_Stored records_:
+++

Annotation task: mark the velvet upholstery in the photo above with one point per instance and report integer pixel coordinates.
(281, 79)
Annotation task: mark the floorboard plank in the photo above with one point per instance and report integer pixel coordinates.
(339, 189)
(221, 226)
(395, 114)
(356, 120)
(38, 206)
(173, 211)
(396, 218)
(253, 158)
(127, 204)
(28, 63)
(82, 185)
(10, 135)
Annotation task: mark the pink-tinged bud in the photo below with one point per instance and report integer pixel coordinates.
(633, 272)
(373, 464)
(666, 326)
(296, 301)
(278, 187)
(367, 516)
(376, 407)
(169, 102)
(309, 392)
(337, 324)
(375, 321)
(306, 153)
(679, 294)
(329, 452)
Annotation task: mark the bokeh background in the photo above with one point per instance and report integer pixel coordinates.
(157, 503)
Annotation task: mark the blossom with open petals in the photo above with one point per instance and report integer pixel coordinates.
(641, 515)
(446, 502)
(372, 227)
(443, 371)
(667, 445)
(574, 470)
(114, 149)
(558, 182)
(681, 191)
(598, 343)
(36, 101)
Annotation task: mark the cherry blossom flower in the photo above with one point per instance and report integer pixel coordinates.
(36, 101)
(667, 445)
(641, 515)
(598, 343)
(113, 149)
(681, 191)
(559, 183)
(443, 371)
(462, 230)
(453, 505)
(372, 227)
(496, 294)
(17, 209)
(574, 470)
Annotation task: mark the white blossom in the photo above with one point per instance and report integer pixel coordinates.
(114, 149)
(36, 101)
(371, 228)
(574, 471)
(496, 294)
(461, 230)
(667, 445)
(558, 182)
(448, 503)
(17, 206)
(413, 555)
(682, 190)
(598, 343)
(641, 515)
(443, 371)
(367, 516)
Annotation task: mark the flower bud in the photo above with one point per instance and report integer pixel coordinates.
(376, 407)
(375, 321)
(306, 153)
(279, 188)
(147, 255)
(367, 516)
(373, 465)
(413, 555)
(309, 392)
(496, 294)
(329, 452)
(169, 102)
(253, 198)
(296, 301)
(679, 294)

+++

_ASSIGNED TASK_: Print out all the entries precisely as written.

_REPLY_:
Annotation task: mark the velvet upholstery in the photo above with one point per instance and report integer pixel coordinates.
(281, 79)
Annotation task: mark the floorboard plank in the photo above with one point per instance and report integer pixel coordinates.
(339, 189)
(221, 226)
(395, 114)
(356, 120)
(38, 206)
(173, 211)
(396, 218)
(253, 158)
(127, 204)
(28, 63)
(82, 185)
(10, 135)
Annotation task: mark the pink-tinged bud in the photo below with one point per instance and report integer pixel coordinates.
(633, 272)
(373, 464)
(666, 326)
(296, 301)
(278, 187)
(367, 516)
(376, 407)
(169, 102)
(309, 392)
(337, 324)
(375, 321)
(306, 153)
(679, 294)
(329, 452)
Annotation task: mark the bokeh background in the photo above with one point per instance and report integer pixel coordinates.
(157, 503)
Annotation task: mark the blossom with open petals in the photo above with one point per instance and report integer pixel coordinates.
(641, 515)
(446, 502)
(372, 227)
(443, 371)
(667, 445)
(574, 470)
(114, 149)
(558, 182)
(681, 191)
(598, 343)
(36, 101)
Annotation task: mark the cherry blossom flower in the photo above with one point per instance and report integer pixel coordinates.
(36, 101)
(667, 445)
(641, 515)
(598, 343)
(113, 149)
(681, 191)
(559, 183)
(443, 371)
(462, 230)
(453, 505)
(372, 227)
(496, 294)
(17, 209)
(574, 470)
Annotation task: mark the white blossom in the photo above with one point per instance and report integer pixel coordinates.
(114, 149)
(36, 101)
(371, 228)
(574, 471)
(496, 294)
(461, 230)
(667, 445)
(558, 182)
(448, 503)
(17, 206)
(413, 555)
(682, 190)
(598, 343)
(641, 515)
(443, 371)
(367, 516)
Annotation task: mark the flower bud in the photo above with one point per instance and report integer pixel coordinates.
(376, 407)
(375, 321)
(306, 153)
(279, 188)
(147, 255)
(367, 516)
(373, 465)
(413, 555)
(309, 392)
(496, 294)
(329, 452)
(169, 102)
(253, 198)
(296, 301)
(679, 294)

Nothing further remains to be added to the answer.